Dataset entries

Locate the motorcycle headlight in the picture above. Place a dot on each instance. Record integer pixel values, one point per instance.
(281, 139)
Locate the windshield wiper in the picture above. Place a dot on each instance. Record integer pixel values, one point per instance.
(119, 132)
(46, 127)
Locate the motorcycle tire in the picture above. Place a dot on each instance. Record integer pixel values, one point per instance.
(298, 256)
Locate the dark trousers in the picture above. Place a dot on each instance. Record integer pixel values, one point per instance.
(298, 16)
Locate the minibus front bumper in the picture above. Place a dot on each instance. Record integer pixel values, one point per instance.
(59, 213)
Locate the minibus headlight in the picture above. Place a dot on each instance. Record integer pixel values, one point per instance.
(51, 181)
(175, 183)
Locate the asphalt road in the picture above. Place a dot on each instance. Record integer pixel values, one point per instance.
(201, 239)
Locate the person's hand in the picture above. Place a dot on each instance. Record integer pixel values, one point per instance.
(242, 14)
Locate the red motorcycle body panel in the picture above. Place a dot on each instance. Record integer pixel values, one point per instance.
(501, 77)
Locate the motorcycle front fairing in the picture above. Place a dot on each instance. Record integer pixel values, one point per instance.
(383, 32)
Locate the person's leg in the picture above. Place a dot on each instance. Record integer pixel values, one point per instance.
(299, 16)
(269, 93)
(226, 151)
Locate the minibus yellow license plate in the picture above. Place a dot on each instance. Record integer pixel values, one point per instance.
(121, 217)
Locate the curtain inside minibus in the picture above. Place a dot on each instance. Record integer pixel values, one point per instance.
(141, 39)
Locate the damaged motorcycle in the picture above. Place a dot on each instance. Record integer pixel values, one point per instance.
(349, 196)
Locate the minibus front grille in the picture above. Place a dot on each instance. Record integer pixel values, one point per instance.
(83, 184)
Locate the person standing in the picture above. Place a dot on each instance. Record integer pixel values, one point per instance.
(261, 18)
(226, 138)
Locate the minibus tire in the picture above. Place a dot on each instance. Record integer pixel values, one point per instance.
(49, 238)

What the task requires >>
What you should produce is an exact retyping of every line above.

Your solution >>
Locate the motorcycle headlight in the picture above. Place a dot on each instance. Record integer pixel values, one point per instance.
(281, 139)
Locate the windshield wiper in the picture above. Place a dot on each instance. Record integer pixel values, one point per instance.
(119, 132)
(46, 127)
Locate the motorcycle tire in the picture above. Place a dot on each instance. Record integer pixel values, one point per instance.
(298, 256)
Locate the dark trousers in the picture above. Place a dot on each instance. Record integer pixel values, one point per instance.
(298, 16)
Locate the minibus front bumper in the picture above. Place a dot on each instance. Record integer pixel values, one point per instance.
(59, 213)
Locate the minibus headlight in the picture above. Place a dot on each instance. Record integer pixel values, one point per instance.
(51, 181)
(175, 183)
Locate the asphalt road in the picture above. Place a dot on each instance. Record integer pixel values, one point per instance.
(201, 239)
Locate the person's hand in the picture above. Place a dot on each instance. Record integer pixel values, one point per instance.
(242, 14)
Locate the red motorcycle body panel in the picture above. Place a dot on each instance. Record integer pixel values, one point per instance.
(501, 77)
Locate the motorcycle front fairing in the picture above. Place a dot on each instance. Record integer pixel values, one point per instance.
(383, 32)
Locate the person's leg in the picture above. Place a dot on each instance. Record integer pixel values, one point per instance.
(299, 16)
(269, 93)
(226, 151)
Locate the minibus yellow license plate in the picture above. Place a dot on each instance. Record integer pixel values, one point per instance.
(121, 217)
Locate the curtain inside minibus in the picture above. Place a dot on each instance. Record integer pixel values, one point per instance.
(141, 39)
Locate the damaged motorcycle in the picture above. Place a dot on each instance. Record integer pixel values, one point per instance.
(349, 196)
Locate the minibus front grille in the picture above. Place a dot on each instance. Record integer pixel values, one point per instance.
(83, 184)
Locate the person standing in the picture above. Place a dot on each instance. Record integer pixel values, one point per instance.
(261, 18)
(226, 138)
Locate the minibus tire in the picture above. Place a dot on each instance. Record integer pixel values, one point per instance.
(49, 238)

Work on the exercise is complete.